* [ASSIGNMENT 1] According to the apple scab fungicide text, which FRAC groups should the multi-site fungicide used in every spray come from?
* [ASSIGNMENT 2]
Does each statement agree with the apple scab fungicide text? Answer yes or no for each and quote the words that decide it.
(a) The risk of resistance is high for multi-site fungicides.
(b) Growers should use at least three active ingredients from three different FRAC groups over primary scab season.
(c) For many fungicides, labels limit applications to no more than 4 per season.
* [ASSIGNMENT 3] Carry on the apple scab fungicide text from where it stops.

* [EXCERPT PROVIDED]
══════════════════════════════
Fungicide resistance can make apple scab management much more difficult. Apple scab has developed resistance to most fungicides in at least a few parts of the U.S., and the risk of resistance is high for single-site fungicides. Once resistance to a fungicide class is established in an orchard, that class is no longer a control option. It is important to keep options, and manage fungicide risk.
The following risk management rules are recommended.
- Use a sanitation program to reduce inoculum.
- Use a multi-site fungicide in every spray - FRAC groups M3 and M4 - captan, mancozeb or metiram.
- Change site-specific fungicides - FRAC groups 3, 7, 9 and 11.
- Use at least three active ingredients from three different FRAC groups over primary scab season.
- If possible, do not use any one class of single-site fungicide more than twice in a season. For many fungicides, labels limit applications to no more than 4 per season.
══════════════════════════════
* [Natural language region descriptions]
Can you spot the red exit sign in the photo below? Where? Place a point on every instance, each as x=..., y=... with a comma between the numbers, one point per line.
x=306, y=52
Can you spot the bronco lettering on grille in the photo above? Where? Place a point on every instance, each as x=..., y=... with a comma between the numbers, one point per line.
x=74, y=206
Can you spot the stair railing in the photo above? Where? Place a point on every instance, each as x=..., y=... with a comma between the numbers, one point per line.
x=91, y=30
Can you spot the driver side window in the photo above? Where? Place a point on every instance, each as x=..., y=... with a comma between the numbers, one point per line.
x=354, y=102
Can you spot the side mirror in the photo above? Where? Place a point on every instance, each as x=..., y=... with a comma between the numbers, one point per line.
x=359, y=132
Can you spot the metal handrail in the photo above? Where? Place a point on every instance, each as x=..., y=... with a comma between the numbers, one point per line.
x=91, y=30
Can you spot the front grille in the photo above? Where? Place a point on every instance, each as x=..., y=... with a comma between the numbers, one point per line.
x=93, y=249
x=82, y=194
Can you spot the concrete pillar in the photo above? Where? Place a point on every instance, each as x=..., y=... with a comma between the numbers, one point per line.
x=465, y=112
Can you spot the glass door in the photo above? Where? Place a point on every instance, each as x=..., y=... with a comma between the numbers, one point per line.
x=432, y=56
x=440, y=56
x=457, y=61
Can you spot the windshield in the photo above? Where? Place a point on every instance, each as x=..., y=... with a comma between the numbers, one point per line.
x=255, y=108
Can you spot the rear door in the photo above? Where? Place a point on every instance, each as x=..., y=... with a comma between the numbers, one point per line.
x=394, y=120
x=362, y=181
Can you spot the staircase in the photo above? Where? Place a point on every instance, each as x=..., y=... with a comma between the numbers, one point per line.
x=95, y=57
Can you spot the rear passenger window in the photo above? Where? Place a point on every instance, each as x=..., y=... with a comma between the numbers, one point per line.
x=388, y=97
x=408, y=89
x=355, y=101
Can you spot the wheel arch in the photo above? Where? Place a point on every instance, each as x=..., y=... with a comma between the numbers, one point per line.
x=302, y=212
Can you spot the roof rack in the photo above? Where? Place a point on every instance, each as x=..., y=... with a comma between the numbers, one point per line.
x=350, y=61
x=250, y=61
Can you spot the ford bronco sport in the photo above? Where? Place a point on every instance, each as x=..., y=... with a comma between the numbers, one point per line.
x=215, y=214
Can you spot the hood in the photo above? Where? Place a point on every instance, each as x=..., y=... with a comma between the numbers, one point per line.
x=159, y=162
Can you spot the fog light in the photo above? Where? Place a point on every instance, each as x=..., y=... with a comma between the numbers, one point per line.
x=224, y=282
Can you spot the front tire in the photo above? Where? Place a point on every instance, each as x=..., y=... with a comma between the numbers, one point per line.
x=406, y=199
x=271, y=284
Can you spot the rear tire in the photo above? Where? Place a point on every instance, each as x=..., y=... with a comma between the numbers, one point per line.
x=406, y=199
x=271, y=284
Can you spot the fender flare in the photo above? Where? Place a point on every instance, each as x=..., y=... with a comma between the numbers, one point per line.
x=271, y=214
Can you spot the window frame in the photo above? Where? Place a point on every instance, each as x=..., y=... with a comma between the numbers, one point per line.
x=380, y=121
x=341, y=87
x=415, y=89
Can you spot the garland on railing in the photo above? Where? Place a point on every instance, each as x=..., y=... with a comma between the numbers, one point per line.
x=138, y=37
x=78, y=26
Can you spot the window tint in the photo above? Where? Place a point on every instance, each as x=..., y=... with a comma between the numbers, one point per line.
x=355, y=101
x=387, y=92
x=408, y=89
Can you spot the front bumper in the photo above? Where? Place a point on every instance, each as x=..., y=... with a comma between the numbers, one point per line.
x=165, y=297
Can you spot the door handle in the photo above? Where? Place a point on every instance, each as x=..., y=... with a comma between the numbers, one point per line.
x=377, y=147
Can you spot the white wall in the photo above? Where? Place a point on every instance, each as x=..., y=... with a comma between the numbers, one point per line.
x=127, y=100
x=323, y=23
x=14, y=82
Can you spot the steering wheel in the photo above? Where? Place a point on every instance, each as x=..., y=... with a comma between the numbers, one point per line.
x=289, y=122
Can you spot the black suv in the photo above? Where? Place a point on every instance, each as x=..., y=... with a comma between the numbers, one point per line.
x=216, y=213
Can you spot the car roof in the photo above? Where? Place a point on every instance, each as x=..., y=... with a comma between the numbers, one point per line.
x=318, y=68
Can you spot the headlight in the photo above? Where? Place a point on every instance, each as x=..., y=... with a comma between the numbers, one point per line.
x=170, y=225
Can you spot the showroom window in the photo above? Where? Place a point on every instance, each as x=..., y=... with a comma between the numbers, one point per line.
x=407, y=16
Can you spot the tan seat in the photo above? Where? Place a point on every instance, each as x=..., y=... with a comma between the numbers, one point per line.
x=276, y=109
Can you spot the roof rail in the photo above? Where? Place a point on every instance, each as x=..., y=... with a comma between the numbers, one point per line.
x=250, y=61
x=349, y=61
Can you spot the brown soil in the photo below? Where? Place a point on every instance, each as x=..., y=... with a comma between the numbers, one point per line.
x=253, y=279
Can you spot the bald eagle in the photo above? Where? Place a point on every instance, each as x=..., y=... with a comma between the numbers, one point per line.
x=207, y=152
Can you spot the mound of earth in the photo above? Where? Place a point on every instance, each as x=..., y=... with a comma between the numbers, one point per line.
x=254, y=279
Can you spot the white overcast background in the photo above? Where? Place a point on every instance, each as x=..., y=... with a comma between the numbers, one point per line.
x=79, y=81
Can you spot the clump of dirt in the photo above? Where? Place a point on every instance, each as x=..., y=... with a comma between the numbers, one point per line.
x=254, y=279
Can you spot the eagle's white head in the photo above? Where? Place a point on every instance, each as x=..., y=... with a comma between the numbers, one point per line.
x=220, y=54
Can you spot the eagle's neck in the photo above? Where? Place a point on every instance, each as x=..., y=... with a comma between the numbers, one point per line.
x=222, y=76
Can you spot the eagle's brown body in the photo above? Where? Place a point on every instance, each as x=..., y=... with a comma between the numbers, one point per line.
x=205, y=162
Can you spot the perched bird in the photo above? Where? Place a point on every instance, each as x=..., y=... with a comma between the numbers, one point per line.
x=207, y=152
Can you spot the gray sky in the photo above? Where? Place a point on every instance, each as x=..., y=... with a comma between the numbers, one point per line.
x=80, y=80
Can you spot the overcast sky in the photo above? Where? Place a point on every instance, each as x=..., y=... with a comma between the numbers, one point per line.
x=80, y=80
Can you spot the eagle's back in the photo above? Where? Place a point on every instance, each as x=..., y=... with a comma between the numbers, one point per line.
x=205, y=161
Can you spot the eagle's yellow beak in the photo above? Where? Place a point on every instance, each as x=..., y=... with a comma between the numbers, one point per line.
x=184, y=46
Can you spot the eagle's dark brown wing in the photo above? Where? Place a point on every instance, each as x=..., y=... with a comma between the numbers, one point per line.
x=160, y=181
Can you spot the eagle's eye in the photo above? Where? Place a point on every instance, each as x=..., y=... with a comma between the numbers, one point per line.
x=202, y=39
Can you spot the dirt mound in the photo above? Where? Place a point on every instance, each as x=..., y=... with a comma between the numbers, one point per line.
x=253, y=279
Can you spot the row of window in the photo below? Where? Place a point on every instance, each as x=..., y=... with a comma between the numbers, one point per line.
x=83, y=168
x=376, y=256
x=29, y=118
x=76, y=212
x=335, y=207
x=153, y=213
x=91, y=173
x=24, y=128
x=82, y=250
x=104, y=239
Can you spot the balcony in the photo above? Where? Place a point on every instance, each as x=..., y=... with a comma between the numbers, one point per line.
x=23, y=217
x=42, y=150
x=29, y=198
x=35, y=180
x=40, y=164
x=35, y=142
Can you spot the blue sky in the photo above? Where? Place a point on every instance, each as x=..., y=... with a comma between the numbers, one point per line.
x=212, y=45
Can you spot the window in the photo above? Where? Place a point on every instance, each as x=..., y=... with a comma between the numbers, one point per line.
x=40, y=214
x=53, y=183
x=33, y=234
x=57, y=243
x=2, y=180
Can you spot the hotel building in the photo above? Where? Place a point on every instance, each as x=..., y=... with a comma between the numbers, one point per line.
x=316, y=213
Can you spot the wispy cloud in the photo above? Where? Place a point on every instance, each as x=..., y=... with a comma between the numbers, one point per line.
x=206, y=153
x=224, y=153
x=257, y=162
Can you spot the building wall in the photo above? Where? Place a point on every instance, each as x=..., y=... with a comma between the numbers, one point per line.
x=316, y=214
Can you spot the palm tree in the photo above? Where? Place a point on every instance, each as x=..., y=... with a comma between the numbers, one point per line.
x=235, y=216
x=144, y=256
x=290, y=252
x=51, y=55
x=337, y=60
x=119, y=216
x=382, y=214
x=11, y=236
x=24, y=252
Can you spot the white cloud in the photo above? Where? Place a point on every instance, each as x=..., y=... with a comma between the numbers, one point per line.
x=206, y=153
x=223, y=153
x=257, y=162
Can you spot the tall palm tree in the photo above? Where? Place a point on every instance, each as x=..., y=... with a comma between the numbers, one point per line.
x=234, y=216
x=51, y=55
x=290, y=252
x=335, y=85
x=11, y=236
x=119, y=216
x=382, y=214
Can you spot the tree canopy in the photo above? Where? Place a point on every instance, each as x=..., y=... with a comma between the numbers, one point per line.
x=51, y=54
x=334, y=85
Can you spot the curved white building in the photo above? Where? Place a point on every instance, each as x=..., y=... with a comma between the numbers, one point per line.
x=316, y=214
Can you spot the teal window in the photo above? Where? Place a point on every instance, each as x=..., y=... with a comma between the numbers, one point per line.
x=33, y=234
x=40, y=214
══════════════════════════════
* [RESPONSE BOX 1] FRAC groups M3 and M4 (captan, mancozeb or metiram).

* [RESPONSE BOX 2]
(a) No: "the risk of resistance is high for single-site fungicides"
(b) Yes: "Use at least three active ingredients from three different FRAC groups over primary scab season."
(c) Yes: "For many fungicides, labels limit applications to no more than 4 per season."

* [RESPONSE BOX 3]
- Whenever possible fungicides should be applied preventatively, before infection periods. Labels may suggest post-infection uses, but these should be used only as a last resort.
- Apply the maximum label rate of single-site fungicides.
- Pre-mix fungicides containing two single-site ingredients – Merivon, Luna Sensation and Luna Tranquility – should still be mixed with a multi-site fungicide.
- Each ingredient in a pre-mix fungicide counts as an application. For example, Luna Sensation with both fluopyram (FRAC group 7) and trifloxystrobin (FRAC group 11) would count as an application of a Group 7 and an application of a Group 11.